### PROBLEM TO SOLVE
State how many lines of the material contain the string "water", treating uppercase and lowercase letters as distinct, and reply with the number alone.

### PROVIDED RECORDS
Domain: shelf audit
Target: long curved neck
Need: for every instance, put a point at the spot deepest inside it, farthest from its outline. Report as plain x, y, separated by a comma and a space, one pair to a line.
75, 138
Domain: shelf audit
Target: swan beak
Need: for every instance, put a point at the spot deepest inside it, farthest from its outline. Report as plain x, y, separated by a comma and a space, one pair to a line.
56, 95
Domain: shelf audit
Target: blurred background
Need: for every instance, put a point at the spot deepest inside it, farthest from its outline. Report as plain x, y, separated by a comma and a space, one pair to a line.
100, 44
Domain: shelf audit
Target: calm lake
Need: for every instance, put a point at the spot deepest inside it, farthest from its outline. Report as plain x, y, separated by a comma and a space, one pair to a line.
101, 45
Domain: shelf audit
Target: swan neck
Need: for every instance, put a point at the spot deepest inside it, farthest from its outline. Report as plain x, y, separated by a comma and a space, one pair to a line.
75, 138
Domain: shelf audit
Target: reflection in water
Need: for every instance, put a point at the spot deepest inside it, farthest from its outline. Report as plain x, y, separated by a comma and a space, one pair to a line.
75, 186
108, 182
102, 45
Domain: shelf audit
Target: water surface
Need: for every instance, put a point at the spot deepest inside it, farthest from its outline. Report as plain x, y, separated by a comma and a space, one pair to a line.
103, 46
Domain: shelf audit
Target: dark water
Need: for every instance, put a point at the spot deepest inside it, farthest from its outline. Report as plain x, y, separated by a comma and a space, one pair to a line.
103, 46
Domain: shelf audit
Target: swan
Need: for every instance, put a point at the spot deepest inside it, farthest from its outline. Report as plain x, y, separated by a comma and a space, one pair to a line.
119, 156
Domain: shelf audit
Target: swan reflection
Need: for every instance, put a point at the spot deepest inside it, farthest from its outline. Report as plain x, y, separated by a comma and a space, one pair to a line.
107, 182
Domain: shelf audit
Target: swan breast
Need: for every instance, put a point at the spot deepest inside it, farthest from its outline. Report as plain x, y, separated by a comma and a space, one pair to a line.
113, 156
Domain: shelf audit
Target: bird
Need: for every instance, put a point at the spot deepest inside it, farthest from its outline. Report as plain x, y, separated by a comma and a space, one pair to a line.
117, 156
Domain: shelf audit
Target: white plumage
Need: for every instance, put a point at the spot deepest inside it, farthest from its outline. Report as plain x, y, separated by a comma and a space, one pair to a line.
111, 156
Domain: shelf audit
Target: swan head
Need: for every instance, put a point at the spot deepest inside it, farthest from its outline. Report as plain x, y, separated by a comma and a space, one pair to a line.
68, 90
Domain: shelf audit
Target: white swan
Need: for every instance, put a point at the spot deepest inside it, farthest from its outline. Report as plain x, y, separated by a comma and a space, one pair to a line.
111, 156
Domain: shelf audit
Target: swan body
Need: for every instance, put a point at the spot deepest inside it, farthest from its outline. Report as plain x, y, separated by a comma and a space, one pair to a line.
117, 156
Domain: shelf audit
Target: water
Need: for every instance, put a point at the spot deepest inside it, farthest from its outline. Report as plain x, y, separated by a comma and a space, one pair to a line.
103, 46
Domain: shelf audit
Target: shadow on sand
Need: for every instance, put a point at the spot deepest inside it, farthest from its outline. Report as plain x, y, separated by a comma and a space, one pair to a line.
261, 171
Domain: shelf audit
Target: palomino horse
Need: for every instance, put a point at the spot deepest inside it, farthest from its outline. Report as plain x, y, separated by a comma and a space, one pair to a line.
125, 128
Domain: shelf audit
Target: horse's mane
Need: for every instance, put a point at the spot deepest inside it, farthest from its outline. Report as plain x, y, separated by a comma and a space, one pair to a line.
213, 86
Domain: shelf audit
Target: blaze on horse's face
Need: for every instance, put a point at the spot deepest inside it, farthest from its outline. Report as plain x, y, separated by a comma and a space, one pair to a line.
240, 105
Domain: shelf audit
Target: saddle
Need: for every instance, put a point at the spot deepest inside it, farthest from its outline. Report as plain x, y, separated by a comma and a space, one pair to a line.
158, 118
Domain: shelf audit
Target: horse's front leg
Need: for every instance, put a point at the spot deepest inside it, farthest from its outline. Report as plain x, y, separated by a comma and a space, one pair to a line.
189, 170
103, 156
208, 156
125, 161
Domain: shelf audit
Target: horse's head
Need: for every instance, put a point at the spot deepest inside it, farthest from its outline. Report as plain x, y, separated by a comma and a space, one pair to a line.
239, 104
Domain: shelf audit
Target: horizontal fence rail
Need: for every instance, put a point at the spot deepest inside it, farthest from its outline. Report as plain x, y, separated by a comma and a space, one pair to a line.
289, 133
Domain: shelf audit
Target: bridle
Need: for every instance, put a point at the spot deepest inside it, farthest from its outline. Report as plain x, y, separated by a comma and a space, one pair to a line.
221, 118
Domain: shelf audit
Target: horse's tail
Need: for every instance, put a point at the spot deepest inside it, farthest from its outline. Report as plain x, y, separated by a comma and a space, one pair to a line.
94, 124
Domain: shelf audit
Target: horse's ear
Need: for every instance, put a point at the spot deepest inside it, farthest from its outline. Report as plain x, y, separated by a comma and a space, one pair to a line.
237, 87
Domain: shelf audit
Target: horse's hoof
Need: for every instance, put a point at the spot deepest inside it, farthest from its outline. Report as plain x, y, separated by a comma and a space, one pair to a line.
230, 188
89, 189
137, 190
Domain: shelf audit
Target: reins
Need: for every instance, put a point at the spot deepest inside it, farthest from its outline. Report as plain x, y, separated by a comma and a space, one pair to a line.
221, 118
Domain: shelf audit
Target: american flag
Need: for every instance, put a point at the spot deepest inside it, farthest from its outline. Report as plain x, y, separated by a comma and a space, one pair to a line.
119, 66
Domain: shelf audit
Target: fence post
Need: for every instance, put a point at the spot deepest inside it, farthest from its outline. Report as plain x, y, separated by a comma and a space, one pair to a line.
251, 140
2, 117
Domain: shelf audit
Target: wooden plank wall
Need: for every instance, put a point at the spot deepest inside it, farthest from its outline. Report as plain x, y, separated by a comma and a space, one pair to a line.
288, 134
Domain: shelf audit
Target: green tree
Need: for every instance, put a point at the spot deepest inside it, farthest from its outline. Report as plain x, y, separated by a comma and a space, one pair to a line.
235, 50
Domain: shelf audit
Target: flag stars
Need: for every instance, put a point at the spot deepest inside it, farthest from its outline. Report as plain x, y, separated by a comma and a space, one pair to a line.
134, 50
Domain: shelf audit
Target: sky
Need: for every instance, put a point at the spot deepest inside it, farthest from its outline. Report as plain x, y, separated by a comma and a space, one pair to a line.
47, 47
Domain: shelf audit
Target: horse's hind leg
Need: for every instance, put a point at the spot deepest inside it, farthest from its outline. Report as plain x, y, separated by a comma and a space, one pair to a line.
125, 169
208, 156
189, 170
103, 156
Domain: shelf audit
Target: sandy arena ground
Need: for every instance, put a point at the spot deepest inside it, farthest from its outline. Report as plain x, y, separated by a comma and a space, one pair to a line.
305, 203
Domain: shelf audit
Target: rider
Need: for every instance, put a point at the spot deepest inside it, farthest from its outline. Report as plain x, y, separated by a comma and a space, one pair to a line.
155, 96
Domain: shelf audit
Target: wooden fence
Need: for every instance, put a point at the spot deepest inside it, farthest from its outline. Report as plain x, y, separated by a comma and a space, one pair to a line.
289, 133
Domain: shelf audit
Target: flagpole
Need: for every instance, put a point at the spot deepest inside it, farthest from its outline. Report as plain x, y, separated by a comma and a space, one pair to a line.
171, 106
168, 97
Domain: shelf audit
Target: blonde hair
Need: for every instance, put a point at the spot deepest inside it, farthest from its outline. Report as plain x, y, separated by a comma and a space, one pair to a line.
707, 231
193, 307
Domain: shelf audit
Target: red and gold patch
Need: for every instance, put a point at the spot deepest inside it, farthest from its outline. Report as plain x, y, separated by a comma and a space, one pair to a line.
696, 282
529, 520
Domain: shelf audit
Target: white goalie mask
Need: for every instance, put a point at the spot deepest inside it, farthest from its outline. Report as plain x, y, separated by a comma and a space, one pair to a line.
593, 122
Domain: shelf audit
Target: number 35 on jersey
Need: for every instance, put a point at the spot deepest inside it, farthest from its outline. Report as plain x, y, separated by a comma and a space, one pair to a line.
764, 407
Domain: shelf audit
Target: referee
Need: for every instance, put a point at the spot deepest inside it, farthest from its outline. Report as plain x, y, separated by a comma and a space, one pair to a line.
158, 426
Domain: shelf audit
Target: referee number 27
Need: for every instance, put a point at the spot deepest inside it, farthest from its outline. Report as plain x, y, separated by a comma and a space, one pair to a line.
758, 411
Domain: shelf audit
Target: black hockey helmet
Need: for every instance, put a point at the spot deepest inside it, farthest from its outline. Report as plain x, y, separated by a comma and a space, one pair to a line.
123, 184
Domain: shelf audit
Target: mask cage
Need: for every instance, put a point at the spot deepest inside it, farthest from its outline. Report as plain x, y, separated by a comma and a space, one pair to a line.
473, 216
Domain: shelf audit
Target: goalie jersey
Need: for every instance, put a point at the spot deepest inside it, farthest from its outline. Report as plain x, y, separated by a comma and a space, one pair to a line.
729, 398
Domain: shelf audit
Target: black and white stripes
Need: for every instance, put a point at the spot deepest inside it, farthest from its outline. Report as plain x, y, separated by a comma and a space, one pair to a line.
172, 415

### OUTPUT FOR THIS EXERCISE
4